Work request |
Word for word, print each record, dropping any image it holds.

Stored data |
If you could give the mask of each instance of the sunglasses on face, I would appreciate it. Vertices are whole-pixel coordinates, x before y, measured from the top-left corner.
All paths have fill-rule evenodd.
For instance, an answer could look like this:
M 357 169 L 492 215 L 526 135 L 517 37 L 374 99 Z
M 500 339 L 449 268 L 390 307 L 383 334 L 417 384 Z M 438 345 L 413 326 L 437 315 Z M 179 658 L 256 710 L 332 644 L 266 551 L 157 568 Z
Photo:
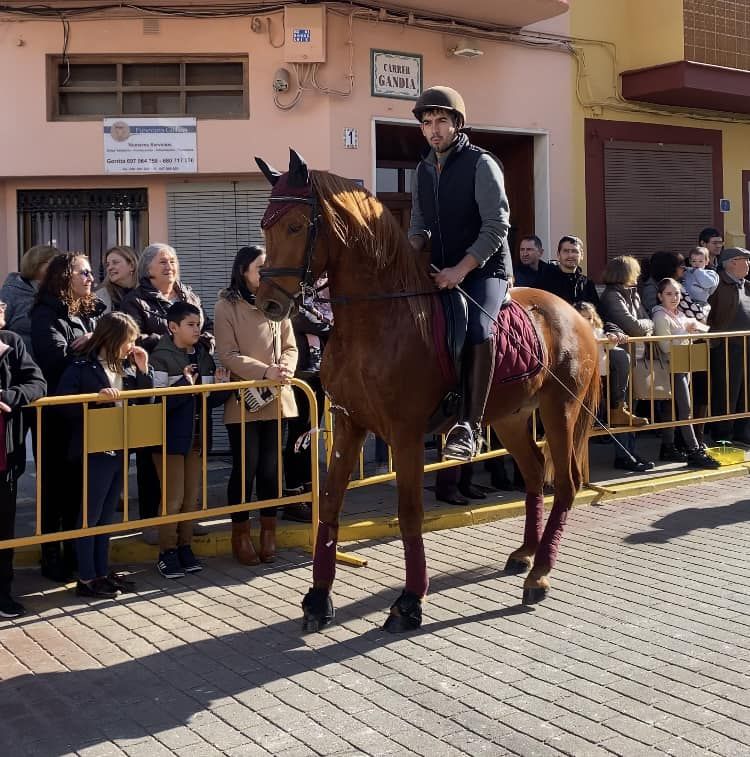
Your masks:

Finished task |
If you could give the mask of each instance of the sunglasses on face, I would appreciate it. Vertices are whole-pixel coordinates, x before y, measured from the top-left corner.
All paths have fill-rule evenodd.
For instance, an answer could look like this:
M 357 169 L 492 215 L 526 135 L 517 37 L 374 99 Z
M 500 339 L 449 268 L 390 307 L 383 334 L 417 384 Z M 438 345 L 413 326 L 437 315 Z M 179 658 L 256 710 L 332 644 L 266 551 L 157 568 Z
Photo:
Your masks:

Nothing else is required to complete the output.